* **EXERCISE OBJECTIVE**
Transcribe the material exactly. Images do not belong in the copy.

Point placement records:

━━━━━━━━━━

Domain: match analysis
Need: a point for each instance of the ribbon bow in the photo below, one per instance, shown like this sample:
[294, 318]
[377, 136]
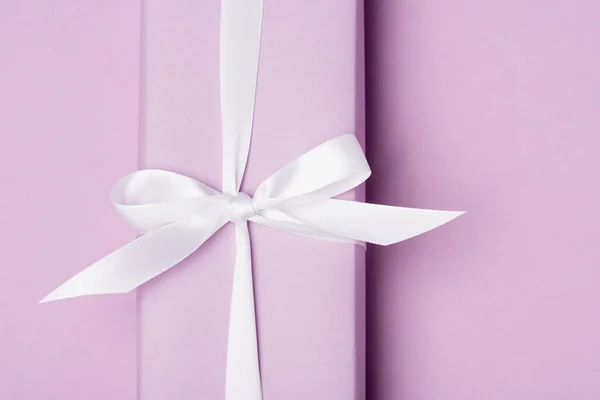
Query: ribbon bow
[177, 214]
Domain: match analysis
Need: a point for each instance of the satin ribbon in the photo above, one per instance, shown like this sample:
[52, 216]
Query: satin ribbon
[177, 214]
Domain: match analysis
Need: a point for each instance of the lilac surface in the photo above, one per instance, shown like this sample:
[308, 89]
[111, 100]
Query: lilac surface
[491, 107]
[68, 130]
[309, 293]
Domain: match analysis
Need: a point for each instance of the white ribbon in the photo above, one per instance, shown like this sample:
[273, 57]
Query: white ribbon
[178, 214]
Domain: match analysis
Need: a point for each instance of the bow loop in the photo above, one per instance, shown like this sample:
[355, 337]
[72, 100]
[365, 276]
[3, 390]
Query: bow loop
[326, 171]
[152, 198]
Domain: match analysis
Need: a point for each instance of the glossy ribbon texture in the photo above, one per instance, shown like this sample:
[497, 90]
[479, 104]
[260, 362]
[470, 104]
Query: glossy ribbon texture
[178, 214]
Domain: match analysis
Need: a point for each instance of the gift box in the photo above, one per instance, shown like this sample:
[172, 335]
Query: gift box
[309, 293]
[226, 308]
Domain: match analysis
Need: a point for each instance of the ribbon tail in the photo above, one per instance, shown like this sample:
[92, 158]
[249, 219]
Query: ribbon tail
[243, 371]
[138, 261]
[373, 223]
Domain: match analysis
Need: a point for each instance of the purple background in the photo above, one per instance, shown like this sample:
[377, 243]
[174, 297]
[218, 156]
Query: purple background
[491, 107]
[487, 106]
[68, 131]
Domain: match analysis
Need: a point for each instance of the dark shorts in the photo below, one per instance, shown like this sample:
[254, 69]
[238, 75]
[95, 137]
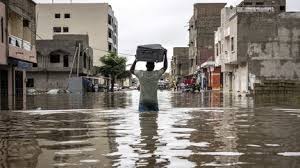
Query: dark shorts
[146, 107]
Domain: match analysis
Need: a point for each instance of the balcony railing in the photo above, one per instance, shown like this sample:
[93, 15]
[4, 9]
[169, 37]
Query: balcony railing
[18, 42]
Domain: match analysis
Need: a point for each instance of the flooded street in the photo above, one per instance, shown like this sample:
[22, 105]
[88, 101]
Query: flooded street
[191, 130]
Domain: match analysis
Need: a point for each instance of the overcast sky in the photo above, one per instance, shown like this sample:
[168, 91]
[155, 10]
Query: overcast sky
[156, 21]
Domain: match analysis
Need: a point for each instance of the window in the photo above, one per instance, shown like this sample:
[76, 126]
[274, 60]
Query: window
[66, 29]
[282, 8]
[55, 58]
[109, 47]
[220, 48]
[110, 33]
[259, 3]
[26, 23]
[67, 15]
[84, 60]
[90, 63]
[57, 15]
[66, 61]
[30, 83]
[232, 43]
[56, 29]
[2, 30]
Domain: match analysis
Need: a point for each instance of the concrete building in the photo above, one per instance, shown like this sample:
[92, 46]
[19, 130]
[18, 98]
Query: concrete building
[17, 50]
[256, 45]
[277, 5]
[96, 20]
[181, 63]
[204, 22]
[59, 59]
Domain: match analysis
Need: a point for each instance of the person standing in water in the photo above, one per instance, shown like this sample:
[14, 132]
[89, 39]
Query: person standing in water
[149, 84]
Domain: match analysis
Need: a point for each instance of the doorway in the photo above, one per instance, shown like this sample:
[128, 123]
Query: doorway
[19, 90]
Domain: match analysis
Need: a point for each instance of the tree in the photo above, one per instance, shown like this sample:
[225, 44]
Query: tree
[114, 67]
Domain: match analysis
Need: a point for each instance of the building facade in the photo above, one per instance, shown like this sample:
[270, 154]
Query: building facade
[258, 44]
[58, 60]
[96, 20]
[17, 50]
[181, 62]
[204, 22]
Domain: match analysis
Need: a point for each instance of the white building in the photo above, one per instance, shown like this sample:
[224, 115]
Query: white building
[97, 20]
[256, 47]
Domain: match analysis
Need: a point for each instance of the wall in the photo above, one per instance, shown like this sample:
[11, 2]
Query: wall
[64, 45]
[3, 56]
[208, 21]
[18, 12]
[273, 52]
[90, 19]
[182, 63]
[45, 81]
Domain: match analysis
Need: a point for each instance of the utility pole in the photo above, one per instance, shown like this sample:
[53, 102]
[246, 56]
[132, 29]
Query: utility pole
[78, 58]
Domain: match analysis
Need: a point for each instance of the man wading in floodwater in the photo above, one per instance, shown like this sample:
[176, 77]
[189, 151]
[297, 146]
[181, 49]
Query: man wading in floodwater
[149, 85]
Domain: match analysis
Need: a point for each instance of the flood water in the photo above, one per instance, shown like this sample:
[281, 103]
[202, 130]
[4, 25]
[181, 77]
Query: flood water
[191, 130]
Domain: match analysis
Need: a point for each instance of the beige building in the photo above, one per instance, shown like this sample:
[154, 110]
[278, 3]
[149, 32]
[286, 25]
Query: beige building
[257, 46]
[181, 62]
[96, 20]
[17, 50]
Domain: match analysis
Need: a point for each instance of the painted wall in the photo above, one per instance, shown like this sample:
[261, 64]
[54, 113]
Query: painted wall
[3, 56]
[90, 19]
[273, 52]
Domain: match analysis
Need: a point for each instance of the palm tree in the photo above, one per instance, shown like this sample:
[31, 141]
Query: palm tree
[114, 66]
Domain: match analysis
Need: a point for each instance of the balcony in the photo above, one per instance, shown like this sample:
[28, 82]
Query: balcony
[21, 49]
[227, 58]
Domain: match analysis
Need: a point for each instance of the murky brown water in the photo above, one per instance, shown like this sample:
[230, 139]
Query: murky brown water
[191, 130]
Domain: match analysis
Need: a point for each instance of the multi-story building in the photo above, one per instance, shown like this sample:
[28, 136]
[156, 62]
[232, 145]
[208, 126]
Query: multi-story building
[277, 5]
[17, 50]
[257, 44]
[204, 22]
[181, 62]
[96, 20]
[58, 60]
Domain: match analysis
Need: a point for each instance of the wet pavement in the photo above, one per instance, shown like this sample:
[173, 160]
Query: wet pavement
[191, 130]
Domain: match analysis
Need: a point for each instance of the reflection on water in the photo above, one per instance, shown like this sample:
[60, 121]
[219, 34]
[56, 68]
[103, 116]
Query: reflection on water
[192, 130]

━━━━━━━━━━

* **ANSWER TO THIS PROBLEM**
Domain: match analysis
Need: a point for each instance of the ribbon bow in the photo below, one per instance, shown like this sample:
[294, 318]
[377, 136]
Query: ribbon bow
[177, 214]
Domain: match analysis
Need: a point for each instance of the satin ribbon in the photo above, one per instance, shown like this sample:
[52, 216]
Query: satin ribbon
[177, 214]
Domain: match analysis
Need: a point for each instance of the lilac surface in the photo above, one per instance, shown like this sample:
[308, 89]
[111, 100]
Query: lilac surface
[491, 107]
[68, 130]
[309, 293]
Domain: match analysis
Need: a point for each instance of the white ribbon in the photo above, one per instance, shown like this sample:
[273, 57]
Query: white ribbon
[178, 214]
Domain: match analysis
Need: a point for each instance of the bow loop in the photo above, one per instance, shown like this sample:
[355, 337]
[72, 100]
[365, 276]
[3, 390]
Query: bow loop
[326, 171]
[152, 198]
Domain: match analysis
Need: a point for each instance of the glossy ribbon texture in the photo above, one per instance, shown like this sample:
[497, 90]
[479, 104]
[260, 362]
[470, 104]
Query: glossy ribbon texture
[178, 214]
Domain: match analysis
Need: a point for each instance of the gift box in the photo above, one per instance, shown like this sample:
[172, 335]
Query: gift box
[309, 293]
[226, 308]
Domain: match analysis
Need: a point for each instance of the ribbon tail in the photo above, one per instance, shown like this sample:
[92, 158]
[249, 219]
Query: ribbon tail
[243, 371]
[138, 261]
[373, 223]
Domain: match analysis
Need: a point for each instance of the purple background in the photo above, one per instance, shown like this sample:
[377, 243]
[174, 297]
[218, 156]
Query: purple background
[491, 107]
[487, 106]
[68, 131]
Domain: match analysis
Need: a point for each instance of the dark shorts in the photo below, one per instance, shown like this sample:
[254, 69]
[238, 75]
[95, 137]
Query: dark shorts
[146, 107]
Domain: match analysis
Need: a point for each instance of the balcony railing in the photo above, one per instance, shown like this sample:
[93, 15]
[4, 9]
[169, 37]
Query: balcony railing
[18, 42]
Domain: match analysis
Need: a point for each instance of the flooded street in the photo above, one per instance, shown like this sample:
[22, 105]
[88, 101]
Query: flooded street
[191, 130]
Domain: match analysis
Need: a point for each instance of the overcast sky in the photo above, one per instance, shown like this sample:
[168, 91]
[155, 10]
Query: overcast sky
[156, 21]
Domain: match analysis
Need: a point for each instance of the window in the photo above, one per instance, shown like this sample:
[76, 126]
[274, 60]
Query: window
[66, 29]
[282, 8]
[55, 58]
[109, 47]
[220, 48]
[110, 33]
[259, 3]
[26, 23]
[67, 15]
[84, 60]
[90, 63]
[57, 15]
[66, 61]
[30, 83]
[232, 43]
[56, 29]
[2, 30]
Domain: match analysis
Need: a point for each instance of the concrete building in the photo above, one per instance, shown like this sample:
[92, 46]
[19, 130]
[18, 98]
Query: concrete building
[17, 50]
[256, 45]
[277, 5]
[96, 20]
[181, 63]
[204, 22]
[59, 59]
Domain: match analysis
Need: a point for each instance of the person standing in water in the photo above, one per instance, shown like this sample:
[14, 132]
[89, 39]
Query: person standing in water
[149, 84]
Domain: match analysis
Need: a point for each instance of the doorway in the photo above, one per instance, shown like this sample:
[128, 123]
Query: doorway
[19, 90]
Domain: match analysis
Need: a point for each instance of the tree in the photo above, one per instance, shown like this sample:
[225, 44]
Query: tree
[114, 67]
Domain: match analysis
Need: a point for each instance of the building facade in the photo above, one per instance, shown like this sample:
[270, 154]
Query: building facade
[258, 44]
[58, 60]
[96, 20]
[17, 50]
[181, 62]
[204, 22]
Domain: match analysis
Need: a point for each instance of the white building in the photo above, one per instance, shown like this sample:
[224, 115]
Query: white building
[97, 20]
[256, 47]
Domain: match analysis
Need: a point for each instance of the wall in the photo above, one per instance, shown like this sample:
[11, 2]
Query: wall
[64, 45]
[3, 56]
[208, 21]
[18, 12]
[273, 52]
[90, 19]
[182, 63]
[45, 81]
Domain: match analysis
Need: a point for each instance of the utility pole in the photo above, one per instance, shown like this sample:
[53, 102]
[246, 56]
[132, 29]
Query: utility pole
[78, 58]
Domain: match analysis
Need: a point for each instance of the man wading in floodwater in the photo above, one per instance, shown like this sample:
[176, 77]
[189, 151]
[297, 146]
[181, 49]
Query: man wading in floodwater
[149, 85]
Domain: match analysis
Need: a point for each instance of the flood water in the photo above, one per instance, shown like this sample:
[281, 103]
[202, 130]
[4, 25]
[181, 77]
Query: flood water
[191, 130]
Domain: match analysis
Need: a point for each instance of the beige building in the photo above, one per instance, shown like this sample:
[154, 110]
[278, 3]
[149, 32]
[286, 25]
Query: beige building
[257, 46]
[181, 62]
[96, 20]
[17, 50]
Domain: match analysis
Need: a point for each instance of the painted wall in the photo above, one per instance, shown like this sample:
[261, 64]
[54, 113]
Query: painted wall
[3, 56]
[90, 19]
[273, 52]
Domain: match analysis
Need: a point for each instance of the palm tree in the photo above, one per instance, shown like this sample:
[31, 141]
Query: palm tree
[114, 66]
Domain: match analysis
Need: a point for each instance of the balcony in the photo above, one per instance, shown like this sample:
[28, 82]
Query: balcony
[21, 49]
[227, 58]
Domain: match analysis
Need: a point for each instance of the murky brown water in the photo above, one per instance, shown like this sample:
[230, 139]
Query: murky brown water
[191, 130]
Domain: match analysis
Need: a point for each instance of the multi-story building in the photo above, one per instance, shown like this sample:
[28, 136]
[156, 62]
[232, 145]
[208, 126]
Query: multi-story building
[277, 5]
[17, 50]
[257, 44]
[204, 22]
[181, 62]
[96, 20]
[58, 60]
Domain: match analysis
Need: a point for each instance of the wet pavement in the photo above, one per instance, shown like this sample:
[173, 160]
Query: wet pavement
[191, 130]
Domain: match analysis
Need: a point for each instance of the reflection on water in the photo above, one per instance, shown like this sample:
[60, 121]
[219, 34]
[56, 68]
[103, 116]
Query: reflection on water
[192, 130]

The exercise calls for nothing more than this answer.